[Point annotation records]
::::
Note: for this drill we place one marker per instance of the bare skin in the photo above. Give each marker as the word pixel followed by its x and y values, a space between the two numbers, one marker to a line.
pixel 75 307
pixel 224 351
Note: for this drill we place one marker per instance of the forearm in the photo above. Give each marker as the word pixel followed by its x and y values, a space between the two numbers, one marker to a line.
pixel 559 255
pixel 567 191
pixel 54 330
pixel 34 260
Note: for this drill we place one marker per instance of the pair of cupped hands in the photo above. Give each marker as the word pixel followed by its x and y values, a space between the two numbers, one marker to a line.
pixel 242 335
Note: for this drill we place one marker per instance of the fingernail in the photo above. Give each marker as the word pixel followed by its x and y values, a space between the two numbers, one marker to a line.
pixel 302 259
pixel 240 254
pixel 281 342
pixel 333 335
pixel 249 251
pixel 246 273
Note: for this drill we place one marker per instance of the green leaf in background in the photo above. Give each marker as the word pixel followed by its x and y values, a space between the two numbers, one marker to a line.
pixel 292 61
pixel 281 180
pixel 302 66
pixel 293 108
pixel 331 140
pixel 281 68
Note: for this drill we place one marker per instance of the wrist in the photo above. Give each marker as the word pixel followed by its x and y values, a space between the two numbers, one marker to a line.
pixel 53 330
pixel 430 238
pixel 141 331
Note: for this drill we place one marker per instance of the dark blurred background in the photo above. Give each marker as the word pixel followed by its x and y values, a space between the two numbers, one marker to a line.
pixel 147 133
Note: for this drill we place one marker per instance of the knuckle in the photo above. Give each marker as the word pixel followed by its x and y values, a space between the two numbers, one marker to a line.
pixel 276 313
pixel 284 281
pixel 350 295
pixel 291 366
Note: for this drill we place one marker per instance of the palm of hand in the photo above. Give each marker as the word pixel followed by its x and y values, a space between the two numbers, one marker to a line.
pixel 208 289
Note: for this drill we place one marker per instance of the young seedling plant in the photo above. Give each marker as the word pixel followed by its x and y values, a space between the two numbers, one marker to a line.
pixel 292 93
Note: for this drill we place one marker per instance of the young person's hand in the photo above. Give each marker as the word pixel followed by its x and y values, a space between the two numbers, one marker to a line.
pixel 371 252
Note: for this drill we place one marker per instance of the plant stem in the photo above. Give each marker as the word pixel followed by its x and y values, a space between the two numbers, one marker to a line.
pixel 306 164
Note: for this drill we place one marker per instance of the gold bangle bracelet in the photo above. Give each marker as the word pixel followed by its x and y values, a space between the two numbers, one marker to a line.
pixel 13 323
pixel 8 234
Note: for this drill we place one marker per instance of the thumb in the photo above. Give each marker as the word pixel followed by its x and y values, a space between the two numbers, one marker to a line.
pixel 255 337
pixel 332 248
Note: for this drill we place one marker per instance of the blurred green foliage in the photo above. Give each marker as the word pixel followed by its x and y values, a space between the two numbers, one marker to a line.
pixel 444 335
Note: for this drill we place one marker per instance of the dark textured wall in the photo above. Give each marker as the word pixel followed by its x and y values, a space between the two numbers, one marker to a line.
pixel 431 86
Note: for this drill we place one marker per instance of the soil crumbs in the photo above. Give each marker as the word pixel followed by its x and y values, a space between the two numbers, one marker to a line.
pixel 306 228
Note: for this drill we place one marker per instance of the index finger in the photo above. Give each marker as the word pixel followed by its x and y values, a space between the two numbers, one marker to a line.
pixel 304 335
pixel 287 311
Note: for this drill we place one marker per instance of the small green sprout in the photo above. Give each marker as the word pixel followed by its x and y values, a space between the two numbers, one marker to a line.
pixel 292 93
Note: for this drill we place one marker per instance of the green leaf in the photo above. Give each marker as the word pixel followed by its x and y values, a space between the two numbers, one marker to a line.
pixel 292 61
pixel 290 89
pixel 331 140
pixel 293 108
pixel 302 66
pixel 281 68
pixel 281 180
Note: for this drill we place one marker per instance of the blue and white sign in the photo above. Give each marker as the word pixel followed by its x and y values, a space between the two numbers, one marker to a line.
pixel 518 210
::::
Exercise aim: Could you render all of these records as a two-column CSV with one row per record, using the headers label_text and points? Put each record's text and its answer in their own quoted field, with line breaks turned into spaces.

Answer to the problem:
label_text,points
"Note: for this drill we place one marker per instance of the bare skin in the photo above. Give each marker as the word pixel followed by its x and y values, a space between the two numbers, one marker to a line.","pixel 75 307 pixel 224 351"
"Note: for this drill we place one marker per instance of the forearm in the photo above. Give each marker as the word pixel followed by its x and y values, a space between the two numbers, one marker to a line.","pixel 559 255 pixel 567 191 pixel 54 330 pixel 34 260"
"Note: for this drill we place one marker per instance of the pair of cupped hands in the photo above. Give each marker as the word pixel followed by its x and y values, a space between the two numbers, one marker to a line.","pixel 242 335"
"Note: for this drill we place one marker per instance of the fingernail in the photo above. Give each marker as the word pixel followed by its x and y values, a space between the two numbers, one marker to a line.","pixel 302 259 pixel 240 254 pixel 281 342 pixel 333 335 pixel 249 251 pixel 246 273"
"Note: for this drill we place one marker per instance of the green leaf in background in the photo above. Give each marker as the word pixel followed by its x and y values, a space between the two numbers, one marker to a line.","pixel 292 61 pixel 281 180 pixel 302 66 pixel 293 108 pixel 331 140 pixel 281 68"
"Note: for this drill we place one marker per instance of the wrist in the photo above. Give each marker as the word pixel followed by its x and y values, a space between the two numbers, one marker to a line.","pixel 53 330 pixel 430 238 pixel 141 331"
"Note: for this drill we place one marker per instance of the dark blurred background in the photo above. Give each marker as the word pixel followed by its x and y values, a space between the two numbers, one marker to a line.","pixel 147 133"
"Note: for this drill we place one marker per instance of the knuckle in the photo above. Give each marker as the word pixel followed by its x and y values, a space between the two numbers, one marker to a line.","pixel 276 313 pixel 284 281 pixel 350 295 pixel 291 366"
"Note: for this drill we place one marker per instance of the palm of hand in the photo above. Give each marker as the word pixel followed by its x and y values, a space between the two numbers, one marker to a line.","pixel 208 289"
"Note: for this drill we place one marker per instance of the young seedling plant in the photo above. Give each marker as the word pixel followed by its x and y values, a space between the two numbers, one marker to a line.","pixel 292 93"
"Note: for this drill we place one marker per instance of the young person's hand in the photo above. Give each marker as the word pixel followed by its x and y values, a space between the two numbers, one marker to a line.","pixel 371 252"
"Note: for this drill we place one marker per instance of the plant stem in the photo above. Give each marker as the word pixel followed by its x and y values, a space between the two numbers, one marker to a line.","pixel 306 164"
"Note: for this drill we place one marker per instance of the gold bangle bracelet in the photo above. Give each marker as the word pixel followed by its x and y values, a space between the two numbers, one marker to a line.","pixel 13 323 pixel 8 234"
"Note: for this drill we place one marker per instance of the thumb in the photo above. Give each marker as the word pixel followed by its x and y values, a space between the two numbers, one marker to a line.","pixel 255 337 pixel 332 248"
"Note: for this drill we place one marker per instance of the blurred green foliage in the photo above. Give each marker as the word pixel followed by its x and y values, a space between the two numbers, one marker to a line.","pixel 444 335"
"Note: for this drill we place one marker per instance of the dark textured wall in the photo above. Give each marker as the word pixel followed by its x and y values, a space between the two numbers, one marker to a line.","pixel 431 86"
"Note: for this drill we place one marker per instance of the soil crumbs in the photo above. Give each marker as the word pixel followed by its x and y values, a space between the two numbers, one marker to a line.","pixel 306 228"
"Note: for this drill we place one marker per instance of the index finger in the photo above. Give each marker as the word pixel followed by its x and y values, a space between the two numbers, one marker to a line.","pixel 304 335 pixel 287 311"
"Note: for this drill we place one marker per instance of the small green sprout in the photo above. Give each marker as the word pixel followed by its x and y values, a space between the two numbers, one marker to a line.","pixel 292 93"
"Note: for this drill we place one marker per instance of the green leaf in the photo above. Give each marker as the word pixel followed by its x and y values, a space between the two numbers, one marker to a line.","pixel 292 61 pixel 290 89 pixel 331 140 pixel 293 108 pixel 302 66 pixel 281 68 pixel 281 180"
"Note: for this drill we place one marker per instance of the blue and white sign in the photo above. Give each marker as the word pixel followed by its x and y values, a space between the two numbers, one marker to a line.","pixel 518 210"